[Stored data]
########################################

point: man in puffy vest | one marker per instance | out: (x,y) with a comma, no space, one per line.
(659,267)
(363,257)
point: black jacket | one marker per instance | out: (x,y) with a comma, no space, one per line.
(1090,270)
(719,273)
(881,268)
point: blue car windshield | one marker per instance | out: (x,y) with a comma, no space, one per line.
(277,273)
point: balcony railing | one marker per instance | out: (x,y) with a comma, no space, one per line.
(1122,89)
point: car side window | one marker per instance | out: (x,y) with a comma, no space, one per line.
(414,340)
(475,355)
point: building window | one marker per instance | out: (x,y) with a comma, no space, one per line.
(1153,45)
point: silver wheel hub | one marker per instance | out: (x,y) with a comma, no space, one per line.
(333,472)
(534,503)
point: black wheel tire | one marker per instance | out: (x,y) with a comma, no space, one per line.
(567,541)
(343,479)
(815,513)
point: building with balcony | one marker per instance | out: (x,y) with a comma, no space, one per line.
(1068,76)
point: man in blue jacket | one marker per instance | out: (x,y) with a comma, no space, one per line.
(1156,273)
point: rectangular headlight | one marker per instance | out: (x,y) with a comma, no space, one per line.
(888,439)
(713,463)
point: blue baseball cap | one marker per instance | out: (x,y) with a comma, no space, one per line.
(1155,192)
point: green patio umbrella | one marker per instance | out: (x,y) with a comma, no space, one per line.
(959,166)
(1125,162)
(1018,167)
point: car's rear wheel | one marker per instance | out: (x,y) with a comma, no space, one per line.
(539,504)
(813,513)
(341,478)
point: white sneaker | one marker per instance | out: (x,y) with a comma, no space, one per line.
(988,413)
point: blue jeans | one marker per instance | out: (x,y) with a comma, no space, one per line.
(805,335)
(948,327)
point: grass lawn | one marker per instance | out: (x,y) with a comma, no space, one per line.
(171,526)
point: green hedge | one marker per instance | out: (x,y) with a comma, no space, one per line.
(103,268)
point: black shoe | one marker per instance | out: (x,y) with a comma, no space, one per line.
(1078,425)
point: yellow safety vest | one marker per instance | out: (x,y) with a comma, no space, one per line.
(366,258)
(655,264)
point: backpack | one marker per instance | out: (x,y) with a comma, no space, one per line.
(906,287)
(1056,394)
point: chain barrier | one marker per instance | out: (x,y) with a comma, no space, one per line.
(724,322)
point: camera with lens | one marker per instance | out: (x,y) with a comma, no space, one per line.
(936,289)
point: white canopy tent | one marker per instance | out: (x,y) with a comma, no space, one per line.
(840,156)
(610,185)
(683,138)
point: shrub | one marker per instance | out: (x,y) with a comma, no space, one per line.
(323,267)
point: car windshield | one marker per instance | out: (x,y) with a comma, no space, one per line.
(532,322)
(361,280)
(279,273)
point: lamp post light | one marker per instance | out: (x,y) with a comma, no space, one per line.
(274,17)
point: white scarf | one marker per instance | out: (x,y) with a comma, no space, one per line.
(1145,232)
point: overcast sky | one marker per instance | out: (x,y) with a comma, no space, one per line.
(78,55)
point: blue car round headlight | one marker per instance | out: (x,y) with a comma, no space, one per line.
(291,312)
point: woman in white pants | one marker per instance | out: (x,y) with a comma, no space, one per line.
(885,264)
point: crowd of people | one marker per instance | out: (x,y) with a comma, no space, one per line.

########################################

Repeat each record exactly. Omit nothing.

• **Response for this exercise**:
point: man in puffy vest | one marker per instance | out: (x,y) with a comma, no space, one per line.
(659,267)
(363,257)
point: black jacket | one marker per instance | out: (x,y) with a comma, no space, one per line.
(1090,270)
(719,273)
(881,268)
point: blue car windshield | one marker per instance | out: (x,y) with a comma, no space, one per line.
(277,273)
point: balcony railing | one marker per instance | out: (x,y) with a comma, no space, one per line.
(1122,89)
point: car side window | one marker per instance | out: (x,y) with a comma, no space, one per line.
(414,340)
(475,355)
point: building window | one marker per instance | out: (x,y) with a comma, no space, one per line.
(1153,45)
point: silver wheel hub | one marker per instance | out: (x,y) with a comma, no space, one per line.
(333,472)
(534,503)
point: black wheel tire | one marker per instance | out: (x,y) with a comma, no space, one per line.
(567,541)
(343,479)
(815,513)
point: building with balcony | one marker per instance | out: (x,y) with a comma, no space, one per line.
(1068,76)
point: man in blue jacket | one marker per instance | out: (x,y) with a comma, no space, one per line.
(1156,273)
point: rectangular headlight | one marker per instance | out: (x,y) with a comma, no space, one per line.
(888,439)
(713,463)
point: blue baseball cap | one marker per instance | out: (x,y) with a comma, no space, one per line.
(1155,192)
point: green patio umbrella | one marker per instance | out: (x,y) with a comma, no space, one per line.
(959,166)
(1125,162)
(1018,167)
point: car's rear wheel | one marker per instance | out: (x,y) with a comma, no space, one per line.
(539,504)
(813,513)
(341,478)
point: white sneaker | one marker per instance | out: (x,y) with a comma, no space, one per line.
(988,413)
point: blue jeans | one marker per instance | out: (x,y) with a comma, no space, one per line.
(805,335)
(948,327)
point: grass lawn | one marker per instance | out: (x,y) with a comma, no space, one per line.
(171,526)
point: green hedge | one marker per instance | out: (x,y) with a comma, no space, one per line.
(103,268)
point: black shoe | one marker per instance | out: (x,y) with a comma, no space, one per line.
(1078,425)
point: yellow safety vest | one marker per instance | out: (x,y) with a comma, no space, one per line.
(366,258)
(655,264)
point: backpack | one marker per instance | out: (x,y) with a comma, no space, one per line.
(906,287)
(1056,394)
point: chain barrier | one marker per instance | out: (x,y) with a comma, no space, one per line.
(724,322)
point: camera with lens | one marker per instance | out: (x,y) with a comma, no space, one per line.
(936,289)
point: white canopy tent | one marker per instance | out: (x,y) with a comma, no space, one per line.
(840,156)
(610,185)
(683,138)
point: shrub | one marker per instance | out: (x,y) with a comma, no space, one per line.
(323,267)
point: car windshield | one marker per instance | out: (x,y) with a comma, no space, one per line.
(532,322)
(361,280)
(279,273)
point: lamp post light | one marker per instance | out: (x,y) with a comma, no space, one per line.
(274,17)
point: white scarf | one marker per instance | out: (x,y) with a comma, no space, one per line.
(1145,232)
point: overcast sky | one marker per instance | out: (x,y) with a comma, no space, one per line.
(78,55)
point: blue car round headlight | one marker per instance | out: (x,y) with a comma, no space, one per line.
(291,312)
point: woman in white pants | one marker per instance | out: (x,y) with a comma, no space, one per line.
(885,264)
point: crowd of people | one marker per instance | out: (x,y) with a comma, no space, one per line.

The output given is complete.